## [WHAT IS EXPECTED]
Rewrite the records, starting at the line that contains "of the sandal" and stopping after the line that contains "x=262, y=381". Change "sandal" to "flip-flop" and keep everything else the same.

## [RECORDS FOR THE EXERCISE]
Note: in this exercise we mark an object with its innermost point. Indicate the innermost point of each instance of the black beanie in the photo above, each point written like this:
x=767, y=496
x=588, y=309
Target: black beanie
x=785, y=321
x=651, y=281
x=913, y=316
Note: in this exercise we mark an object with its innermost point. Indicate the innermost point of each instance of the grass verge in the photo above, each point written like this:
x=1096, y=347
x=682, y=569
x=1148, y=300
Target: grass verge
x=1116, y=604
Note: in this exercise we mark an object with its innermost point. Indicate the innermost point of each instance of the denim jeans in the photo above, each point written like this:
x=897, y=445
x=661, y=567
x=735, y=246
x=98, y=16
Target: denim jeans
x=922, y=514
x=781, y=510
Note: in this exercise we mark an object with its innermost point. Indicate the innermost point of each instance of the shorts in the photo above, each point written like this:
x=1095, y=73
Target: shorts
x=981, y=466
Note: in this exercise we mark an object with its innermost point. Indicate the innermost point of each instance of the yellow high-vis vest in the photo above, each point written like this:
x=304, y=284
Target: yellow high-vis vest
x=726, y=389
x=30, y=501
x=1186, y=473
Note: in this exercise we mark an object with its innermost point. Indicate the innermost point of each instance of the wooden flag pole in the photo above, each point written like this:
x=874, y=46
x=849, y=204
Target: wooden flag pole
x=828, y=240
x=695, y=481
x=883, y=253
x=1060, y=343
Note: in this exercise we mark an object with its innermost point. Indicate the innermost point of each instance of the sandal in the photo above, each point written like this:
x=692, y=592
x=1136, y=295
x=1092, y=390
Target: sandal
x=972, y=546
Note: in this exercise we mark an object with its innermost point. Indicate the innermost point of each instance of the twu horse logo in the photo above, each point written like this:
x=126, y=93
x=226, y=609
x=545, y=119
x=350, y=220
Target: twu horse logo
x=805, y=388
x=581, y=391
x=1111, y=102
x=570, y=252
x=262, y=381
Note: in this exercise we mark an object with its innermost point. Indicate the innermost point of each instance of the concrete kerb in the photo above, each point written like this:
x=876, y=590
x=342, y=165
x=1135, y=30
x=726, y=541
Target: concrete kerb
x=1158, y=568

## [RESPONSE BELOW]
Note: in this exercise we mark an object with its innermost point. Indicate the innermost point of each instance of the flip-flop in the photo above, each point written like this:
x=692, y=592
x=1136, y=295
x=1092, y=390
Target: flip-flop
x=972, y=546
Note: in this exercise we mark an object with its innermost point. Indicate the innermost point of each instance of the twu horse logo in the photo above, each point written like this:
x=126, y=93
x=226, y=609
x=545, y=119
x=350, y=220
Target: twu horse logo
x=805, y=388
x=581, y=391
x=1111, y=102
x=570, y=252
x=262, y=381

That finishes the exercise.